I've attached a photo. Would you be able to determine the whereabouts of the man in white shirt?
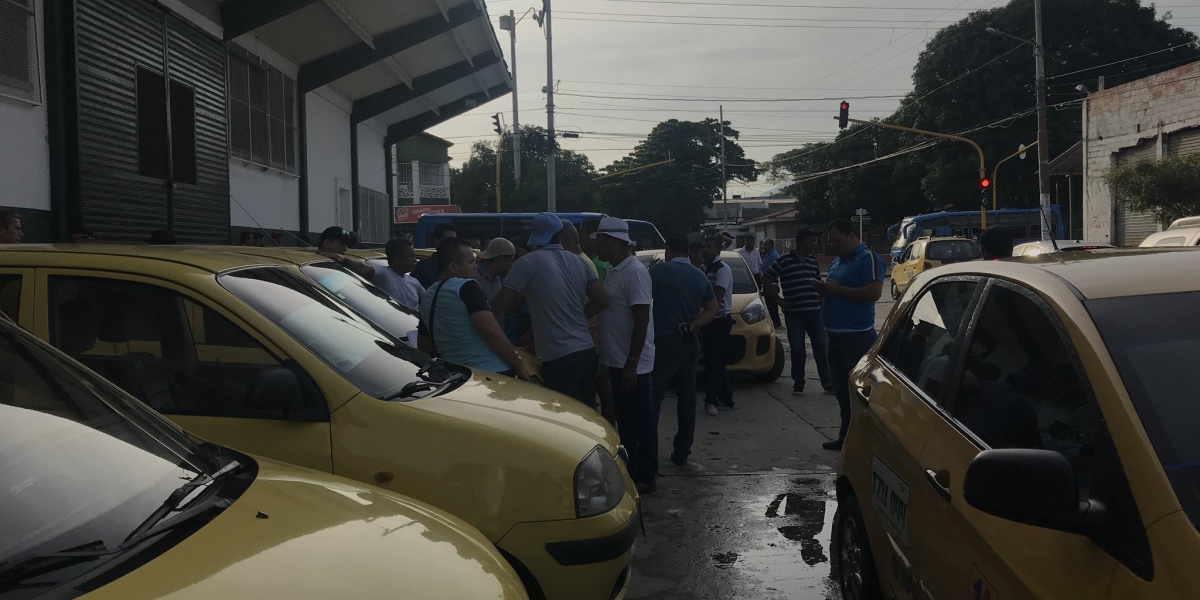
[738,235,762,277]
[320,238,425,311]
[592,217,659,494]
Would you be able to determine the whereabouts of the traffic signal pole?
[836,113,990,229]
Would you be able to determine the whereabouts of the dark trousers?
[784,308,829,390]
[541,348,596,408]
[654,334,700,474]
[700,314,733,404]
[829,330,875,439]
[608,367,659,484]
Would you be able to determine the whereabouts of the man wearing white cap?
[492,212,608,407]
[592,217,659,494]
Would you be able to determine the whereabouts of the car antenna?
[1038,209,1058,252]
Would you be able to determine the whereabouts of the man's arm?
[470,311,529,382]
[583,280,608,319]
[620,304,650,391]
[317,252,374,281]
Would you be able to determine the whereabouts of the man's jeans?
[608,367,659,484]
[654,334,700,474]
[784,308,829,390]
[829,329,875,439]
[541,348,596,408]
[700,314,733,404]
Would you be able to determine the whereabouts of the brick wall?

+++

* _AIM_
With both ends included, please retype exactly the lines from the line containing "Would you be able to determine the whereabouts of the traffic" to the final line of the data.

* _SOLUTION_
Would you be able to determine the whereabouts of the traffic signal pole?
[836,113,990,229]
Would you be able to determine the whereabouts of the dark trousers?
[784,308,829,390]
[541,348,596,408]
[654,334,700,474]
[700,314,733,404]
[829,330,875,439]
[608,367,659,484]
Would you be able to determine the whereabouts of the man wearing white cap?
[492,212,608,407]
[592,217,659,494]
Would you be able to determine the whereabouts of the car antenna?
[1038,209,1058,252]
Would you be able to determine the whereabouts of the man's arm?
[470,311,529,382]
[583,280,608,319]
[620,304,650,391]
[317,252,374,281]
Would you be able to determine the whereabouts of the man's jeans?
[608,367,659,484]
[654,334,700,474]
[784,308,829,390]
[829,329,875,439]
[541,348,596,408]
[700,314,733,404]
Would you be able to determine the whereabouts of the brick wall?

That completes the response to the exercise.